◆ **Activity**: Print the records below exactly, with no pictures.

◆ **Data provided**:
BEGIN
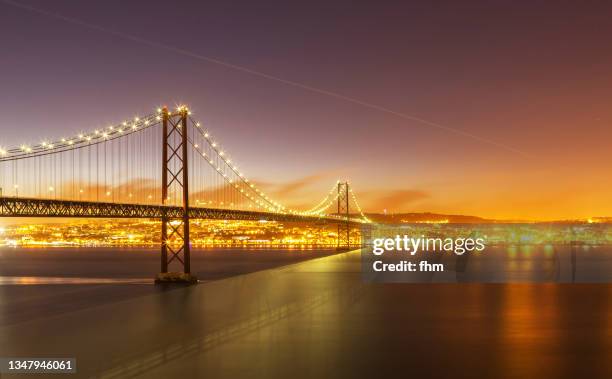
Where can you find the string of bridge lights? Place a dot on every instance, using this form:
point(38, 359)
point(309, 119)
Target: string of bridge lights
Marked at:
point(366, 219)
point(141, 123)
point(82, 139)
point(315, 209)
point(214, 145)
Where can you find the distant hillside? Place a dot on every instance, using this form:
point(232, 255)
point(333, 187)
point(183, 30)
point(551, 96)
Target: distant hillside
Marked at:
point(426, 217)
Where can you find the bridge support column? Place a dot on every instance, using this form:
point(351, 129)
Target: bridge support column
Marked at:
point(344, 227)
point(175, 178)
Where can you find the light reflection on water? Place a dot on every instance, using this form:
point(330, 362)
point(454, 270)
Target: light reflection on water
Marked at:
point(37, 280)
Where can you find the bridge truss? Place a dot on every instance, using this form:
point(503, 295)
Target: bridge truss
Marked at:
point(127, 171)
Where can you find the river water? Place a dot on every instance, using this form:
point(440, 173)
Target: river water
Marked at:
point(317, 318)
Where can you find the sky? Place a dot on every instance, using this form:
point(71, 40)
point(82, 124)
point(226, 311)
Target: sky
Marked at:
point(496, 109)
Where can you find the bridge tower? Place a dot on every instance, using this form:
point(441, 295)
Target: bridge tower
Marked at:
point(175, 176)
point(344, 228)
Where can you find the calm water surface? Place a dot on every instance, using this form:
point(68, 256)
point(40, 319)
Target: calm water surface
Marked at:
point(312, 319)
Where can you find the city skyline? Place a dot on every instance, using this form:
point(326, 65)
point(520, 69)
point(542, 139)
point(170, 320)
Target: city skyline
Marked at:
point(515, 127)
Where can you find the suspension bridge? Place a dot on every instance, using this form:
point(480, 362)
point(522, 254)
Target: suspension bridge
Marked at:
point(164, 166)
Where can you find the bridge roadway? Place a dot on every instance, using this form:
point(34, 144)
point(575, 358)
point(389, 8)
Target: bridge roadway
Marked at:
point(29, 207)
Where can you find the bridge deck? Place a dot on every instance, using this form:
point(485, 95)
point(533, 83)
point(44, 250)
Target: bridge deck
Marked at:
point(26, 207)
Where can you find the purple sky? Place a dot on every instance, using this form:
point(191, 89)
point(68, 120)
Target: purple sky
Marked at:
point(534, 78)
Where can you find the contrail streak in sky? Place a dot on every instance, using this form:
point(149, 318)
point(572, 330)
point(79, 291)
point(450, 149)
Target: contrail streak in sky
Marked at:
point(262, 75)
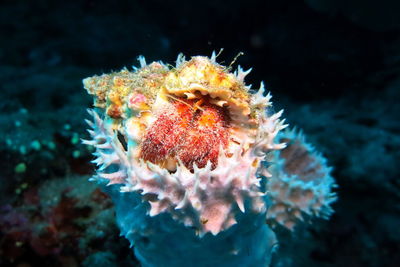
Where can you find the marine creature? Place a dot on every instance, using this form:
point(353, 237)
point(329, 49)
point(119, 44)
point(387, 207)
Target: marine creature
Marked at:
point(185, 154)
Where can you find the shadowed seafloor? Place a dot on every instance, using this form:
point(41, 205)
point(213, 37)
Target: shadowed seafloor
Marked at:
point(334, 68)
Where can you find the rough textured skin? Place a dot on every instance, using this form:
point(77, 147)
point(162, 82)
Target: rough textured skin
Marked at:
point(301, 184)
point(184, 154)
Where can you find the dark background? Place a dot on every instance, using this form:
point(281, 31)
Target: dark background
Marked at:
point(333, 65)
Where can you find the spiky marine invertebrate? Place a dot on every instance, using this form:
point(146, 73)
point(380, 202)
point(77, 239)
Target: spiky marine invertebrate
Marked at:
point(301, 184)
point(183, 151)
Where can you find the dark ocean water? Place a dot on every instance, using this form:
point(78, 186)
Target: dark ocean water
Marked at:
point(334, 66)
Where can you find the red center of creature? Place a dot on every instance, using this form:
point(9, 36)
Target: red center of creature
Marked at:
point(192, 132)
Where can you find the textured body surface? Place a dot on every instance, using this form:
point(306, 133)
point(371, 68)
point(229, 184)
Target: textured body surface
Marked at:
point(185, 152)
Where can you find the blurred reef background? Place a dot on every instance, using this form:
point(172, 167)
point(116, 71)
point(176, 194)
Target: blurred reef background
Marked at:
point(334, 66)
END
◆ **Answer**:
Where can you find the string of bridge lights? Place a dot on every instance, using this form:
point(38, 359)
point(309, 119)
Target: string of bridge lights
Marked at:
point(366, 219)
point(141, 123)
point(82, 139)
point(315, 209)
point(214, 145)
Where can you find the distant hillside? Place a dot on every instance, using this form:
point(232, 255)
point(333, 187)
point(183, 30)
point(551, 96)
Target: distant hillside
Marked at:
point(426, 217)
Where can you find the bridge support column? Place a dot on every instance, using this form:
point(351, 129)
Target: bridge support column
Marked at:
point(344, 227)
point(175, 178)
Where can you find the light reflection on water? Place a dot on every instance, using this form:
point(330, 362)
point(454, 270)
Target: light reflection on water
Marked at:
point(37, 280)
Where can you find the bridge truss? Place a dot on every instance, using this form:
point(503, 295)
Target: bridge truss
Marked at:
point(127, 171)
Where can you find the river water? Place a dot on every instance, using this form:
point(440, 173)
Target: river water
Marked at:
point(317, 318)
Where can you find the sky? Place a dot on every instance, using this form:
point(71, 40)
point(82, 124)
point(226, 311)
Target: sky
Marked at:
point(496, 109)
Where can you find the bridge tower? Place a dot on every instance, using this form:
point(441, 295)
Target: bridge tower
Marked at:
point(175, 176)
point(344, 228)
Where can you find the calm water surface? Place a dot on every instance, using this form:
point(68, 256)
point(40, 319)
Target: calm water surface
Marked at:
point(312, 319)
Where can you find the city skyline? Place a dot on every instance, using this form:
point(326, 65)
point(520, 69)
point(542, 139)
point(170, 320)
Target: city skyline
Marked at:
point(515, 127)
Where can you find the suspension bridge? Place a dot on every instance, using this form:
point(480, 362)
point(522, 254)
Target: suspension bridge
Marked at:
point(164, 166)
Where can you find the bridge roadway? Place a dot on every instance, using this form:
point(34, 144)
point(575, 358)
point(389, 8)
Target: bridge roadway
Marked at:
point(29, 207)
Where can you find the bridge deck? Place a dot on every instance, using this form:
point(485, 95)
point(533, 83)
point(44, 250)
Target: bridge deck
Marked at:
point(26, 207)
Where can you find the purple sky? Place a dot on every instance, using this form:
point(191, 89)
point(68, 120)
Target: purple sky
Marked at:
point(534, 78)
Where can you find the contrail streak in sky? Place a dot on every instance, using this form:
point(149, 318)
point(572, 330)
point(79, 291)
point(450, 149)
Target: contrail streak in sky
Marked at:
point(262, 75)
Where can you find the marine creature? Place a dot on every instance, using this form:
point(353, 237)
point(329, 49)
point(119, 44)
point(387, 207)
Target: marine creature
Marked at:
point(185, 154)
Where can you find the shadowed seafloor? Place a dot on every instance, using this form:
point(41, 205)
point(213, 37)
Target: shadowed seafloor
Marked at:
point(334, 68)
Where can you find the rough textured skin? Place a dot on every instance, using this form:
point(77, 147)
point(162, 82)
Target: rough textured skin
Marked at:
point(301, 184)
point(184, 154)
Where can you find the dark background? Place a dot on every instance, using this form:
point(281, 31)
Target: dark background
Marked at:
point(333, 65)
Where can you find the spiky marine invertebrate? Place a dot on every instance, using this form:
point(146, 73)
point(380, 202)
point(77, 239)
Target: spiky marine invertebrate
Marked at:
point(301, 184)
point(183, 151)
Where can you find the dark ocean water? Place a dot on every instance, using this form:
point(78, 186)
Target: dark ocean water
Marked at:
point(334, 66)
Where can you find the red center of creature? Place a dot on every instance, using this form:
point(9, 36)
Target: red center of creature
Marked at:
point(192, 132)
Where can you find the textured body surface? Place a dot on every instance, using this form:
point(306, 133)
point(371, 68)
point(229, 184)
Target: textured body surface
Marked at:
point(185, 152)
Where can you find the blurred reef background? Place a dot on every instance, using this form:
point(172, 167)
point(116, 71)
point(176, 194)
Target: blurred reef background
Marked at:
point(334, 66)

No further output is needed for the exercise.